Put the items below into a numbered list, leaving out any blank lines.

════════

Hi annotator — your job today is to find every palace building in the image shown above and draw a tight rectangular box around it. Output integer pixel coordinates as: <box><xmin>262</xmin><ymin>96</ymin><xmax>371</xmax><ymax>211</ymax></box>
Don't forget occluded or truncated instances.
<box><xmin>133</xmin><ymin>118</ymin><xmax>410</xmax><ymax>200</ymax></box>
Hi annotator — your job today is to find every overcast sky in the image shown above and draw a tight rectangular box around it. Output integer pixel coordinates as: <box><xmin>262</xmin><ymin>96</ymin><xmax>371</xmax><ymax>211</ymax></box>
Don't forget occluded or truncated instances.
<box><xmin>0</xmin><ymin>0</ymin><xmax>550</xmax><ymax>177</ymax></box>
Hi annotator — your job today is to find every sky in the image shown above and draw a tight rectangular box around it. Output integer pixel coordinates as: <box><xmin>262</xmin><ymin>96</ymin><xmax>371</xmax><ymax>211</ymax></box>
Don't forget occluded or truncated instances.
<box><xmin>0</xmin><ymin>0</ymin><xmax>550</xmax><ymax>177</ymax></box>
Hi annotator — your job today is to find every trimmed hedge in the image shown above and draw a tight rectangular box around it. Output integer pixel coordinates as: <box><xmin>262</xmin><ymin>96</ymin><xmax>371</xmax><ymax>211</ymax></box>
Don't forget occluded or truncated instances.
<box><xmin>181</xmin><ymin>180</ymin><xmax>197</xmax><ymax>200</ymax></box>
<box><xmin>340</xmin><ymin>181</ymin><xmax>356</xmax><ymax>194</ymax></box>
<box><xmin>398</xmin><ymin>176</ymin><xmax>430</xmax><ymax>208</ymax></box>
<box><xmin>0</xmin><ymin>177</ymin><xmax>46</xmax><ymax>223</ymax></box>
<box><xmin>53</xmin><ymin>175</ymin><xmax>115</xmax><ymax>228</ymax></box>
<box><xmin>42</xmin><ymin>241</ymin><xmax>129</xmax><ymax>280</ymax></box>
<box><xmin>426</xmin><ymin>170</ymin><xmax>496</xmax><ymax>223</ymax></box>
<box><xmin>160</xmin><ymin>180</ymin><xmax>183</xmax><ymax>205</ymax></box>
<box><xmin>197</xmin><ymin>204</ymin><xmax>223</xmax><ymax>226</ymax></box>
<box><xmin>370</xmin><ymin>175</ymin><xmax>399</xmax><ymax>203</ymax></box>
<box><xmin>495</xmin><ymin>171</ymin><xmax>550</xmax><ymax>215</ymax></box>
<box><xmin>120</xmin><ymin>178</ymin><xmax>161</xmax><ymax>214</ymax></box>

════════

▶ Solution to this problem
1. Hi annotator — your job today is to find every palace building in the image shown above and draw a tight rectangular box around it. Output integer pixel coordinates as: <box><xmin>262</xmin><ymin>96</ymin><xmax>371</xmax><ymax>211</ymax></box>
2. Don't forget occluded or truncated instances.
3. <box><xmin>133</xmin><ymin>118</ymin><xmax>410</xmax><ymax>200</ymax></box>
4. Hi annotator — your job today is to find every overcast sky in the image shown above and draw a tight rectangular box around it. Output integer pixel coordinates as: <box><xmin>262</xmin><ymin>96</ymin><xmax>371</xmax><ymax>211</ymax></box>
5. Don't forget occluded or truncated instances.
6. <box><xmin>0</xmin><ymin>0</ymin><xmax>550</xmax><ymax>177</ymax></box>
7. Hi annotator — your job today is to find every sky in the image shown above and draw a tight rectangular box around it. Output integer pixel coordinates as: <box><xmin>262</xmin><ymin>96</ymin><xmax>371</xmax><ymax>211</ymax></box>
8. Don't forget occluded or truncated instances.
9. <box><xmin>0</xmin><ymin>0</ymin><xmax>550</xmax><ymax>177</ymax></box>
10. Hi annotator — your job today is to find every trimmed hedge in the image shown above and draw a tight rectangular box around it. Output integer pixel coordinates as: <box><xmin>262</xmin><ymin>96</ymin><xmax>371</xmax><ymax>211</ymax></box>
11. Don't forget occluded or truncated instances.
12. <box><xmin>181</xmin><ymin>180</ymin><xmax>197</xmax><ymax>200</ymax></box>
13. <box><xmin>340</xmin><ymin>181</ymin><xmax>356</xmax><ymax>194</ymax></box>
14. <box><xmin>398</xmin><ymin>176</ymin><xmax>430</xmax><ymax>208</ymax></box>
15. <box><xmin>0</xmin><ymin>177</ymin><xmax>46</xmax><ymax>223</ymax></box>
16. <box><xmin>53</xmin><ymin>175</ymin><xmax>115</xmax><ymax>228</ymax></box>
17. <box><xmin>42</xmin><ymin>241</ymin><xmax>129</xmax><ymax>280</ymax></box>
18. <box><xmin>426</xmin><ymin>170</ymin><xmax>496</xmax><ymax>223</ymax></box>
19. <box><xmin>160</xmin><ymin>180</ymin><xmax>183</xmax><ymax>205</ymax></box>
20. <box><xmin>197</xmin><ymin>204</ymin><xmax>223</xmax><ymax>226</ymax></box>
21. <box><xmin>370</xmin><ymin>175</ymin><xmax>399</xmax><ymax>203</ymax></box>
22. <box><xmin>495</xmin><ymin>171</ymin><xmax>550</xmax><ymax>215</ymax></box>
23. <box><xmin>120</xmin><ymin>178</ymin><xmax>161</xmax><ymax>214</ymax></box>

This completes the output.